» **WHAT YOU WILL DO**:
A. In the article on the World Bank's tax warning to Kenya, what share of the country's ordinary revenues do value-added taxes and income tax currently account for?
B. Extend the article on the World Bank's tax warning to Kenya, picking up after its last sentence.

___ SELECTED EXCERPT ___

The World Bank has warned Kenya against tax increases in the coming fiscal year, saying it may end up slowing down economic activity and growth.
In its latest Kenya Economic Update (KEU), the bank said at the current rates, tax revenues have already recorded a modest growth, but at the expense of economic activity, resulting in “sluggish growth in employment and household consumption”.
The lender said the ongoing tax reforms, coupled with the already high electricity tariffs and tight monetary policy, will dampen private consumption – which is the main driver of domestic demand in Kenya.
A slowdown in domestic demand will mean the government will collect less revenue from value-added taxes (VAT) and income tax, which currently account for about 76 percent of all ordinary revenues in the country.
The Finance Bill 2023 proposes a myriad of tax increments and new taxes in efforts to increase revenue collection and contain fiscal deficit.

___ THE DATA ___

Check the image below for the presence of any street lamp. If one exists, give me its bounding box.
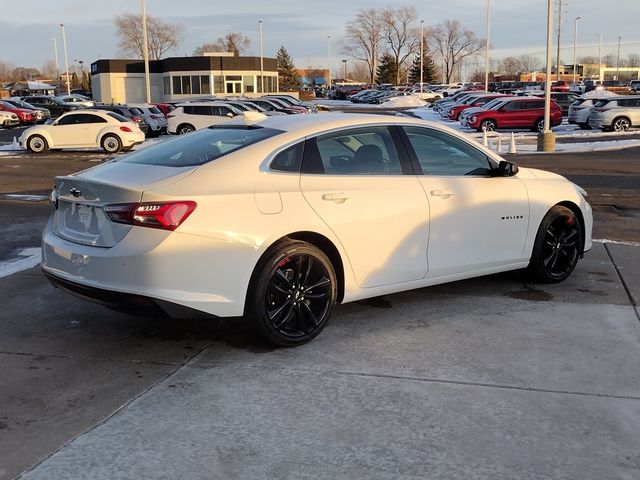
[484,0,491,92]
[538,0,556,152]
[327,35,331,90]
[60,23,71,95]
[573,17,582,83]
[258,20,264,93]
[420,20,424,94]
[596,33,602,80]
[49,37,60,88]
[140,0,151,103]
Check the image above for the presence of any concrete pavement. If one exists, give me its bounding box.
[5,243,640,480]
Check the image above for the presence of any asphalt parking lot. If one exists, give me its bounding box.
[0,139,640,480]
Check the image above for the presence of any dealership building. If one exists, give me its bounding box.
[91,52,278,103]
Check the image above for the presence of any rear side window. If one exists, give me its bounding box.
[119,126,282,167]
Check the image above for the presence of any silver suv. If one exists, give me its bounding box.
[589,95,640,132]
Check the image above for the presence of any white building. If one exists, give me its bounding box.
[91,52,278,103]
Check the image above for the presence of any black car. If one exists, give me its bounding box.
[91,105,149,135]
[22,95,84,117]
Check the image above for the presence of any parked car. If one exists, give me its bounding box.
[167,102,242,135]
[567,97,599,130]
[467,97,562,132]
[0,101,36,125]
[447,93,504,120]
[19,109,144,153]
[0,111,20,128]
[3,97,51,123]
[21,95,84,117]
[56,93,96,108]
[589,95,640,132]
[93,105,149,135]
[41,113,592,346]
[122,103,168,137]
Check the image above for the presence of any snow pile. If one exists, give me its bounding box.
[382,95,425,107]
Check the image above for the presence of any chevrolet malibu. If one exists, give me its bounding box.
[42,112,592,346]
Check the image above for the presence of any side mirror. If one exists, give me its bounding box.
[495,160,520,177]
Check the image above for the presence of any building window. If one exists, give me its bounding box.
[200,75,211,94]
[171,77,182,95]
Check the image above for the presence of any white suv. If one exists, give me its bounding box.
[167,102,242,135]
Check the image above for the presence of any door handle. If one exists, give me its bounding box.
[322,193,351,203]
[430,190,453,200]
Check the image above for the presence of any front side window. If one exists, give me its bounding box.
[303,127,402,175]
[404,127,492,176]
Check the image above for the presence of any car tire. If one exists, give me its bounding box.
[245,241,337,347]
[27,135,49,153]
[176,123,195,135]
[478,120,498,132]
[100,133,122,153]
[611,117,631,132]
[526,205,583,283]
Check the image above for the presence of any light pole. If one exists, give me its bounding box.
[573,17,582,83]
[484,0,491,92]
[258,20,264,93]
[596,33,602,80]
[140,0,151,103]
[538,0,556,152]
[420,20,424,94]
[327,35,331,90]
[60,23,71,95]
[616,37,622,81]
[49,37,60,89]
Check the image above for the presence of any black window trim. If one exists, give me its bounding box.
[398,124,498,178]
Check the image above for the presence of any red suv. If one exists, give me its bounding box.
[467,97,562,132]
[447,93,504,120]
[0,102,36,125]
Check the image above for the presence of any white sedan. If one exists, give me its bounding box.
[19,109,144,153]
[42,113,592,346]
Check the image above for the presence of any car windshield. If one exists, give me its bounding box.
[119,126,282,167]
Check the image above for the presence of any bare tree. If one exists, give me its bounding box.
[518,55,540,72]
[382,7,420,85]
[193,32,251,57]
[342,8,383,83]
[429,20,485,83]
[114,13,184,60]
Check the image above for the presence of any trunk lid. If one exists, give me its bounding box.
[51,161,196,247]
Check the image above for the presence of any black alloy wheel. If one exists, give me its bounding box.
[247,242,337,347]
[527,205,582,283]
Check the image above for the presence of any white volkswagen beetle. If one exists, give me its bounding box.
[19,109,144,153]
[42,113,592,346]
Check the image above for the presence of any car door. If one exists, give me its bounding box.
[403,126,529,277]
[300,126,429,288]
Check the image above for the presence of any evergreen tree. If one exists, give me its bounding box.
[409,49,437,83]
[376,53,398,84]
[276,45,300,92]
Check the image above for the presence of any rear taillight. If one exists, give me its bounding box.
[104,200,196,230]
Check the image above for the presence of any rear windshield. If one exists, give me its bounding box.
[106,112,131,122]
[120,126,282,167]
[593,100,611,107]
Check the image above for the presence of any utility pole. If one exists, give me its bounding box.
[484,0,491,92]
[573,17,582,83]
[140,0,151,103]
[60,23,71,95]
[556,0,562,80]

___

» **RESPONSE LIST**:
A. About 76 percent.

B.
Among the new taxes are a 10 percent excise duty on mobile phones, five percent tax on a number of cosmetic products including wigs and artificial beards, and a 3 percent turnover tax on small enterprises with revenues of between Ksh500,000 ($3,590) to Ksh1 million ($7,181).
The Bill also seeks to double value-added tax on petroleum products to 16 percent and raise excise tax on mobile money transfers from the current 12 percent to 15 percent.
It also seeks to introduce a mandatory contribution of three percent of a Kenyan’s salary to the National Housing Development Fund.
Leaders of the opposition have warned that they will rally their supporters to take to the streets in protest of these tax increments should they pass parliament, but World Bank warns such protests could further worsen the country’s economic outlook and impede growth.
“Furthermore, a rise in political tensions could lead to unexpected fiscal expansion (due to failure to achieve the projected fiscal consolidation), aggravating debt vulnerabilities and crowding out private investments.”
At the current trajectory, without any disruptions, World Bank expects Kenya’s GDP to grow at five percent, 0.2 percentage points higher than last year’s increase, signalling an economic rebound to pre-pandemic levels.
It also anticipates that inflation will stabilise at 7.8 percent, before dropping to 5.8 percent next year, while the current account deficit will slim by 0.1 percent on increased exports.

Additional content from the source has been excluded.